> **What you will do**:
In the records below, reproduce word for word the lines from the one containing "Could you find the dark clothing" through the one containing "[[0, 0, 278, 299], [0, 0, 205, 222]]", and nothing else.

> **Excerpted data**:
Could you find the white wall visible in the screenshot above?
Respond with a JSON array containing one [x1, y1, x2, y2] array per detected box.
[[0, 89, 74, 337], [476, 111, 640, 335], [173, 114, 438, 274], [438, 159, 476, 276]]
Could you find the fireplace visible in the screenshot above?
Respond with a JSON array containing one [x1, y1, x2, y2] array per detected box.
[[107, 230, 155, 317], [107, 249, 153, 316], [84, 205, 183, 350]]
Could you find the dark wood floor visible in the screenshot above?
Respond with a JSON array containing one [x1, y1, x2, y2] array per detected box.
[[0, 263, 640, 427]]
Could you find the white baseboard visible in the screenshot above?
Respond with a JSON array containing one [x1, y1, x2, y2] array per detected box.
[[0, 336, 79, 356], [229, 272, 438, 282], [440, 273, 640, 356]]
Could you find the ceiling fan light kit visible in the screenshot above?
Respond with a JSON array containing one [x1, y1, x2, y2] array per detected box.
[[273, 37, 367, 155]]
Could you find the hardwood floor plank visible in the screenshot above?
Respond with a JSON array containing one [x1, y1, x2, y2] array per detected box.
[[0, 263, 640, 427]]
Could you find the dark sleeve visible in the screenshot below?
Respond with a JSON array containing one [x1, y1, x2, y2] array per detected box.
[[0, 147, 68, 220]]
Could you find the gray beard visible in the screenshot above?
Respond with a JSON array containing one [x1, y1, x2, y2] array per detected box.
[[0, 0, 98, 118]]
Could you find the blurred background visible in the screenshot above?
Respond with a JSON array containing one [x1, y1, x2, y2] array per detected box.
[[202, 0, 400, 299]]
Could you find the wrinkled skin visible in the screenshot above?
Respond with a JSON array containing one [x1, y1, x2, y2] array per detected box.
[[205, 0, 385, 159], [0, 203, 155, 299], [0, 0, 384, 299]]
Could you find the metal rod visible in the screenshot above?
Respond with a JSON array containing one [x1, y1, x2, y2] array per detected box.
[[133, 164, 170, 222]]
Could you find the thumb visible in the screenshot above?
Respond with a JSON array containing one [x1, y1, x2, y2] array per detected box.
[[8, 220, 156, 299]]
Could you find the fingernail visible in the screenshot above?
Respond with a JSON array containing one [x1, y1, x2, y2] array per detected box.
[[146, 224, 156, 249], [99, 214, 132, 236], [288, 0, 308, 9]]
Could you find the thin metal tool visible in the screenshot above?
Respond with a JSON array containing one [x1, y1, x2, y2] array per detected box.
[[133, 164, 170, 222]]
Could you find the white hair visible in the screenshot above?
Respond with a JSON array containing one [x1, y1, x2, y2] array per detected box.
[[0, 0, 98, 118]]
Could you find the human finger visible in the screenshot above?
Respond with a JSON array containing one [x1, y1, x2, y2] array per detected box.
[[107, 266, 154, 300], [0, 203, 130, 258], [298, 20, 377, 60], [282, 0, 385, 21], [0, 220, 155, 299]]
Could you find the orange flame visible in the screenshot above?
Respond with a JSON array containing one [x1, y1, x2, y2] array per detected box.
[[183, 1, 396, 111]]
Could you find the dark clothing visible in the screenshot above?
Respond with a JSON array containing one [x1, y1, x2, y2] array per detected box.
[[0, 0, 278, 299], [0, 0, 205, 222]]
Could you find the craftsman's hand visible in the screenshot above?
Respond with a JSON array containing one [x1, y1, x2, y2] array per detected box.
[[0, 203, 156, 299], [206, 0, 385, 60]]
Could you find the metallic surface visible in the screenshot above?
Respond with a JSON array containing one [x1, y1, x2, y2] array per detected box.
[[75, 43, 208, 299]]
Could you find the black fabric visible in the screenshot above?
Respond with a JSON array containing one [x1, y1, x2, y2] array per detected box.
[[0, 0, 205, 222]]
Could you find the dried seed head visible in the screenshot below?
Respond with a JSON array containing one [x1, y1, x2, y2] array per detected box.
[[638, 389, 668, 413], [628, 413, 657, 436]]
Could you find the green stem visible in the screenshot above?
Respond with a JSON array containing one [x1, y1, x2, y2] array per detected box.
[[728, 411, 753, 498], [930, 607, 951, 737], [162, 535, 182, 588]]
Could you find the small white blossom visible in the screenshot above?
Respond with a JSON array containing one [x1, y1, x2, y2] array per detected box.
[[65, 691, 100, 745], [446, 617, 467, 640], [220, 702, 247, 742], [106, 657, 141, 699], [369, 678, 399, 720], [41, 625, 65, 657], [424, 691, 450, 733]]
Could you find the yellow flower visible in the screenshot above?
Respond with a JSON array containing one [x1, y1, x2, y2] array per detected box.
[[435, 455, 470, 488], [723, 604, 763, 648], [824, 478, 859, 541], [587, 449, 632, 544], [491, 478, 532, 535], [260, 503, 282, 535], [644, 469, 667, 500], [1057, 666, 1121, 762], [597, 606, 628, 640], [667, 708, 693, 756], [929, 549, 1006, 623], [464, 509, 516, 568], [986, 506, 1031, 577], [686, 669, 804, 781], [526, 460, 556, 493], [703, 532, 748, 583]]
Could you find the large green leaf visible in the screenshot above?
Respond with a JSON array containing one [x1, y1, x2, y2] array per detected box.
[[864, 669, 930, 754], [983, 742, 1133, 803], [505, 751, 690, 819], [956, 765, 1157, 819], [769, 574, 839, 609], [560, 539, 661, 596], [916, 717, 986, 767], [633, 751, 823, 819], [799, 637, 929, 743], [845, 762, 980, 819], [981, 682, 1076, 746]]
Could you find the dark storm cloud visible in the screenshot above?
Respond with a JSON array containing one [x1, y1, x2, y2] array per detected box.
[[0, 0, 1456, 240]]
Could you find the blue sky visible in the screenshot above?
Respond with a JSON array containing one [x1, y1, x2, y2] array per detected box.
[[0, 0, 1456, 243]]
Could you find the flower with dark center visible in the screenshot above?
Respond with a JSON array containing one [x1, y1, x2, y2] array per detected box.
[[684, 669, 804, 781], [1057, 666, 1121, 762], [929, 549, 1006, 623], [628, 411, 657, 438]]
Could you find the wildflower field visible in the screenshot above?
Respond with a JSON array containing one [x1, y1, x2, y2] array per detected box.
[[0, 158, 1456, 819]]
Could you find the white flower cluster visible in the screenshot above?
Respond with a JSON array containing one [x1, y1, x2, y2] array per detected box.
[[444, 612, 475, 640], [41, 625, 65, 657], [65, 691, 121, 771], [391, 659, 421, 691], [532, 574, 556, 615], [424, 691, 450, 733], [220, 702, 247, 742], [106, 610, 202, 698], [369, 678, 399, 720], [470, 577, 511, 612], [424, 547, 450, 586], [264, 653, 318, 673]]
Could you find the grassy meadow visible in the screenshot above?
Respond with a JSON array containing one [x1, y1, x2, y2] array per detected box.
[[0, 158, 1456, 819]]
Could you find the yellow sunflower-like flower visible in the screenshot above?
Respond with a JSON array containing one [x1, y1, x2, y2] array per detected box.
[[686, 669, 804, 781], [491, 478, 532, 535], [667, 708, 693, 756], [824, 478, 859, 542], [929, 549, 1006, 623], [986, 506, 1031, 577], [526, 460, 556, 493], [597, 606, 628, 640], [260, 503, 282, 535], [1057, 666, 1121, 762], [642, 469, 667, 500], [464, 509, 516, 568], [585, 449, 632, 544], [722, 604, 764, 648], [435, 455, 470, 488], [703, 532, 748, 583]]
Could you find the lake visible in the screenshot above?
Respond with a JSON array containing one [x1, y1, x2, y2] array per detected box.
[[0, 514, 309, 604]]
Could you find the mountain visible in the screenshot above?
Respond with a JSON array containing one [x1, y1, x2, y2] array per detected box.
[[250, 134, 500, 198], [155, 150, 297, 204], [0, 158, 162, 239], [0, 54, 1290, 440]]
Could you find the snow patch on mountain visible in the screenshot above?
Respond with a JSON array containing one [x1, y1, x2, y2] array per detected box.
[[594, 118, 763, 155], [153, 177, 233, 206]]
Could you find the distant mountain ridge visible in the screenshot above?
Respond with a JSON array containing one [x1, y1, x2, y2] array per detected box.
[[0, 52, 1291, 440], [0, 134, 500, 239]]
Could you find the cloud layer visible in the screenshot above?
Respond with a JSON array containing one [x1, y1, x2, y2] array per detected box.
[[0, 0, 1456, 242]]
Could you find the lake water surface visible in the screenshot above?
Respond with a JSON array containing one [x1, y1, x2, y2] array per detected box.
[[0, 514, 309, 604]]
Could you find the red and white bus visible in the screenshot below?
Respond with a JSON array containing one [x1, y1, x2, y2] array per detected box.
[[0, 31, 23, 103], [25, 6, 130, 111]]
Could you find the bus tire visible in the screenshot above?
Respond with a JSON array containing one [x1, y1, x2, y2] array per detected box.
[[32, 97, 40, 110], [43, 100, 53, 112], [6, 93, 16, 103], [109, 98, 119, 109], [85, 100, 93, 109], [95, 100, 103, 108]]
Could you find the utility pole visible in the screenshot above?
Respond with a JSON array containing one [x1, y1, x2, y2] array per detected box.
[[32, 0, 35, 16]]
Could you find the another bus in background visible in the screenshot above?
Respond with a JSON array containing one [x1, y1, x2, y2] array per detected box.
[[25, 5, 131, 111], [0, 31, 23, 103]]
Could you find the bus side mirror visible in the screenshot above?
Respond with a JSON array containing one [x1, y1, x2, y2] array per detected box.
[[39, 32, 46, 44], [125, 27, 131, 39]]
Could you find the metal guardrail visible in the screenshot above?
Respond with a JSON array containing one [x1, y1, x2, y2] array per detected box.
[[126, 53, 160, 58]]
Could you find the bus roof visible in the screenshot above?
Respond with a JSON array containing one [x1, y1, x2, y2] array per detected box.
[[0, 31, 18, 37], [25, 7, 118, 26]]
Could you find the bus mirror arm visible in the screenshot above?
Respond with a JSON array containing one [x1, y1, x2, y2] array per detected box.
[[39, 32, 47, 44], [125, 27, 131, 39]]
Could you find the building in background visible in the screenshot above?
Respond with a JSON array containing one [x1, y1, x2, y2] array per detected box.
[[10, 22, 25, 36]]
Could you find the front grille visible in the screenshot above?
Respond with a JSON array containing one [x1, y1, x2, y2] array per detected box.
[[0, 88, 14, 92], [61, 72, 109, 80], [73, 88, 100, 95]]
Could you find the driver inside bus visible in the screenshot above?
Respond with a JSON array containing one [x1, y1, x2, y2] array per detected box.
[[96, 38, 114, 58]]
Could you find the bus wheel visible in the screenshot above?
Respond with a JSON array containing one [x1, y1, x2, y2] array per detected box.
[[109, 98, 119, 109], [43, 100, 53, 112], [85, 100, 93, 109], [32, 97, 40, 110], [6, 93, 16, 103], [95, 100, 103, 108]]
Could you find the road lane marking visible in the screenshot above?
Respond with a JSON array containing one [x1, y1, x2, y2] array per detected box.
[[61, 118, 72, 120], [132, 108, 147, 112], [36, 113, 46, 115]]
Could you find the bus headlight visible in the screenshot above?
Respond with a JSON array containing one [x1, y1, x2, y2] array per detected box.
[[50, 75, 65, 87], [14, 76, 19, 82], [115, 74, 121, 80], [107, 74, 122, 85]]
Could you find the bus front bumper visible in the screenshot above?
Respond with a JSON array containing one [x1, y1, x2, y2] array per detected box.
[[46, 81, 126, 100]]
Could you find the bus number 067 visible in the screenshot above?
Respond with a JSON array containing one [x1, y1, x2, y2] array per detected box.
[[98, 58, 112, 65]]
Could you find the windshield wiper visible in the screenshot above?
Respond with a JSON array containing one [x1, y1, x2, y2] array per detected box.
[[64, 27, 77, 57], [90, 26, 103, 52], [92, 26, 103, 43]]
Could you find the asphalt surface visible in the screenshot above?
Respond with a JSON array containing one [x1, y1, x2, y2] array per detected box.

> **Solution to the problem**:
Could you find the dark clothing visible in the screenshot above?
Respond with a JSON array containing one [x1, y1, x2, y2] array per detected box.
[[0, 0, 278, 299], [0, 0, 205, 222]]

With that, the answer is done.